» Task objective
Beginning with the line that has "For every instance of the white truck", please write out each remaining line of the listing below, word for word.

» Provided data
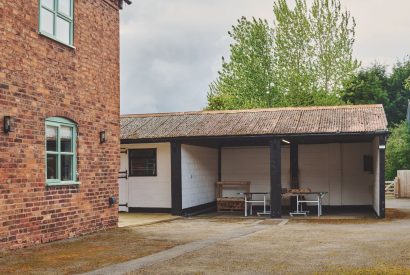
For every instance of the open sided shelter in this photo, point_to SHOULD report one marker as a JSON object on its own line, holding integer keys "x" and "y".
{"x": 172, "y": 160}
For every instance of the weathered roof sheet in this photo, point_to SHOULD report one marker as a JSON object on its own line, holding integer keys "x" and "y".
{"x": 275, "y": 121}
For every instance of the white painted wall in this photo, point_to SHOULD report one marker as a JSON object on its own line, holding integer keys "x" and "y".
{"x": 376, "y": 168}
{"x": 153, "y": 192}
{"x": 199, "y": 174}
{"x": 252, "y": 163}
{"x": 334, "y": 168}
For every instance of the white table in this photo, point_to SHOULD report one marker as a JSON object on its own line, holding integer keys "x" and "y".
{"x": 299, "y": 201}
{"x": 249, "y": 201}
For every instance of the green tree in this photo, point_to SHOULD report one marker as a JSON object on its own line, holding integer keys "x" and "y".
{"x": 303, "y": 60}
{"x": 396, "y": 108}
{"x": 246, "y": 81}
{"x": 369, "y": 86}
{"x": 398, "y": 150}
{"x": 313, "y": 51}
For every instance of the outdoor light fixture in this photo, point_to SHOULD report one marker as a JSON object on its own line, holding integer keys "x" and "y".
{"x": 111, "y": 201}
{"x": 8, "y": 121}
{"x": 102, "y": 137}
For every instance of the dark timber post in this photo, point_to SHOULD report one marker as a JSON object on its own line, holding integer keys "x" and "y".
{"x": 219, "y": 163}
{"x": 294, "y": 171}
{"x": 275, "y": 178}
{"x": 176, "y": 179}
{"x": 382, "y": 155}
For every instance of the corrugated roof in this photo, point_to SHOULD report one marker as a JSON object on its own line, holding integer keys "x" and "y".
{"x": 274, "y": 121}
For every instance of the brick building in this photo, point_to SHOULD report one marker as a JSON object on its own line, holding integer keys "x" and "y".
{"x": 59, "y": 100}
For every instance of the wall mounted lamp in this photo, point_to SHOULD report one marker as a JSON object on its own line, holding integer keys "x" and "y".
{"x": 103, "y": 137}
{"x": 8, "y": 122}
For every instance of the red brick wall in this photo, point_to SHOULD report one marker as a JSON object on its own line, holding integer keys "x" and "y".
{"x": 40, "y": 78}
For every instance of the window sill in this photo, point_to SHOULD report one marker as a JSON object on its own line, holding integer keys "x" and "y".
{"x": 56, "y": 40}
{"x": 64, "y": 183}
{"x": 147, "y": 176}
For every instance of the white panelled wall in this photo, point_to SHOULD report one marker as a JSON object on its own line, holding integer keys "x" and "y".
{"x": 199, "y": 173}
{"x": 152, "y": 191}
{"x": 335, "y": 168}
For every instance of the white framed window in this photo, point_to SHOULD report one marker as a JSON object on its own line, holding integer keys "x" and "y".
{"x": 56, "y": 20}
{"x": 61, "y": 154}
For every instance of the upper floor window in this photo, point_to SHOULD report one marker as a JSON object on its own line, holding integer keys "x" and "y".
{"x": 142, "y": 162}
{"x": 61, "y": 162}
{"x": 56, "y": 20}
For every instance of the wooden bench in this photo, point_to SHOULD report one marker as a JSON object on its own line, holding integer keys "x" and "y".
{"x": 231, "y": 203}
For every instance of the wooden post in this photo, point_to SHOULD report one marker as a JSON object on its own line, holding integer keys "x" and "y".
{"x": 382, "y": 156}
{"x": 294, "y": 171}
{"x": 275, "y": 178}
{"x": 219, "y": 163}
{"x": 176, "y": 179}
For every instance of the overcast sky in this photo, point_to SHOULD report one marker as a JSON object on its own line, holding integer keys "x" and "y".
{"x": 171, "y": 49}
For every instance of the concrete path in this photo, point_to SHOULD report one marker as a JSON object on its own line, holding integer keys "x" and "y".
{"x": 138, "y": 219}
{"x": 174, "y": 252}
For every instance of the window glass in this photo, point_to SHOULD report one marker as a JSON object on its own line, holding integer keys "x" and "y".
{"x": 52, "y": 164}
{"x": 47, "y": 21}
{"x": 66, "y": 134}
{"x": 64, "y": 6}
{"x": 51, "y": 134}
{"x": 61, "y": 160}
{"x": 143, "y": 162}
{"x": 48, "y": 3}
{"x": 66, "y": 167}
{"x": 63, "y": 30}
{"x": 56, "y": 20}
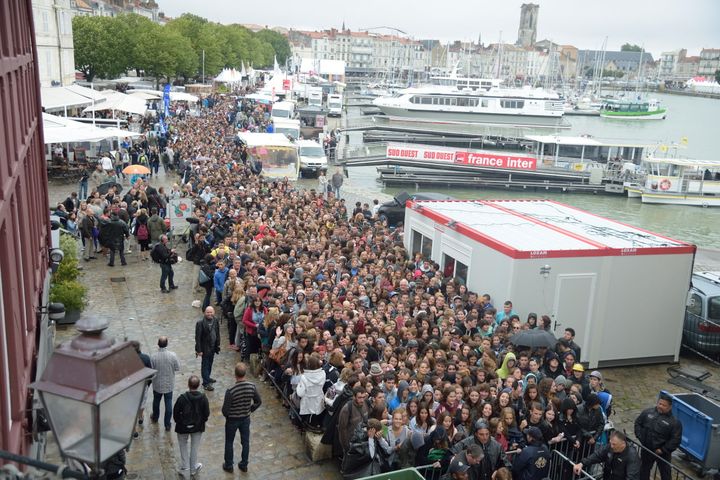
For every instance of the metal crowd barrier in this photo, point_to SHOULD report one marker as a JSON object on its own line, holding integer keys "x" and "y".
{"x": 304, "y": 426}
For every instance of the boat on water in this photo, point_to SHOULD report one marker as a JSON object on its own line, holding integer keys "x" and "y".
{"x": 678, "y": 181}
{"x": 474, "y": 100}
{"x": 626, "y": 109}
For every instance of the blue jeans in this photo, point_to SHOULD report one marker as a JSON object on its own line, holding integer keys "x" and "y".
{"x": 166, "y": 274}
{"x": 82, "y": 194}
{"x": 206, "y": 367}
{"x": 156, "y": 407}
{"x": 231, "y": 426}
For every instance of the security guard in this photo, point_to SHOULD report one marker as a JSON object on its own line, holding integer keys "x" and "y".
{"x": 660, "y": 433}
{"x": 619, "y": 461}
{"x": 533, "y": 463}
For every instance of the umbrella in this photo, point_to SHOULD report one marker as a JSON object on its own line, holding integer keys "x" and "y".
{"x": 535, "y": 338}
{"x": 104, "y": 187}
{"x": 136, "y": 170}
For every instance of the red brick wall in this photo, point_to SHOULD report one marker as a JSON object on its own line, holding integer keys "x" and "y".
{"x": 24, "y": 224}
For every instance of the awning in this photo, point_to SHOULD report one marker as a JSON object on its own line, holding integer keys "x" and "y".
{"x": 59, "y": 98}
{"x": 121, "y": 102}
{"x": 62, "y": 130}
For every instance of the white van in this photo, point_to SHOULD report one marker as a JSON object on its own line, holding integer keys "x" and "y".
{"x": 283, "y": 110}
{"x": 334, "y": 105}
{"x": 289, "y": 128}
{"x": 312, "y": 157}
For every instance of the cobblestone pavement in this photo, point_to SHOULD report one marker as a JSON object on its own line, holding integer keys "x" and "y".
{"x": 130, "y": 297}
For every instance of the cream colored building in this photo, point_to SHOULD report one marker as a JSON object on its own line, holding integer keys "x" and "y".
{"x": 53, "y": 33}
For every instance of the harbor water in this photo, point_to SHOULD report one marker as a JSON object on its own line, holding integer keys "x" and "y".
{"x": 690, "y": 117}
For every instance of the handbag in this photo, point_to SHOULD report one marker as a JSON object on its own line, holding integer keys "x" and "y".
{"x": 202, "y": 277}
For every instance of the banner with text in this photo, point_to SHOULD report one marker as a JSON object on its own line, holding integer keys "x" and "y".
{"x": 461, "y": 157}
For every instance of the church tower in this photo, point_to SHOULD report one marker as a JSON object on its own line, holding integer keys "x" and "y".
{"x": 527, "y": 33}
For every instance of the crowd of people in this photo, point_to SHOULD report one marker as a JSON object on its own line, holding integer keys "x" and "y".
{"x": 396, "y": 362}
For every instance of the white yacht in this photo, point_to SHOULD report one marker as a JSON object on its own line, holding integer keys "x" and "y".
{"x": 475, "y": 100}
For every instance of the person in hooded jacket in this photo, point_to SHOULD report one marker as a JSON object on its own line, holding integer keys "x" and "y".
{"x": 310, "y": 392}
{"x": 533, "y": 463}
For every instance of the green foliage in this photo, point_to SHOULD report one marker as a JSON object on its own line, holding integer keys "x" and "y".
{"x": 629, "y": 47}
{"x": 71, "y": 294}
{"x": 109, "y": 46}
{"x": 100, "y": 46}
{"x": 278, "y": 42}
{"x": 65, "y": 287}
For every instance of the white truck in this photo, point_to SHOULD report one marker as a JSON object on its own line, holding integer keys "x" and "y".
{"x": 283, "y": 110}
{"x": 312, "y": 157}
{"x": 334, "y": 105}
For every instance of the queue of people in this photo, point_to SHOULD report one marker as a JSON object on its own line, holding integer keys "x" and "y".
{"x": 395, "y": 362}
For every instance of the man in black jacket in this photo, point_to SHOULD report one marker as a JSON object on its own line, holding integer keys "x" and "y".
{"x": 163, "y": 256}
{"x": 207, "y": 344}
{"x": 116, "y": 233}
{"x": 619, "y": 461}
{"x": 190, "y": 413}
{"x": 660, "y": 433}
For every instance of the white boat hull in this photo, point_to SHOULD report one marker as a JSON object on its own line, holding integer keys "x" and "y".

» Completed exercise
For every instance of the white truck in this photo, point_to SHOULD report one marker as a JSON object on its own line, holding integer keys "x" and "y".
{"x": 283, "y": 110}
{"x": 312, "y": 157}
{"x": 334, "y": 105}
For every instance of the queue of people in this photo, point_to SHOULD report one marker as a JSON object on its own line, holding integer keys "x" and "y".
{"x": 395, "y": 362}
For every instance of the man in black jacket in this photo, point_to SHOULD report one marker as a JSON object on its own line, holding integer keys "x" and "y".
{"x": 163, "y": 256}
{"x": 207, "y": 344}
{"x": 116, "y": 233}
{"x": 619, "y": 461}
{"x": 190, "y": 413}
{"x": 660, "y": 433}
For every instance of the white boat hull in this photo, point_to SHOULD report one marker as a JSON object on its own line, holding integer keys "x" and "y".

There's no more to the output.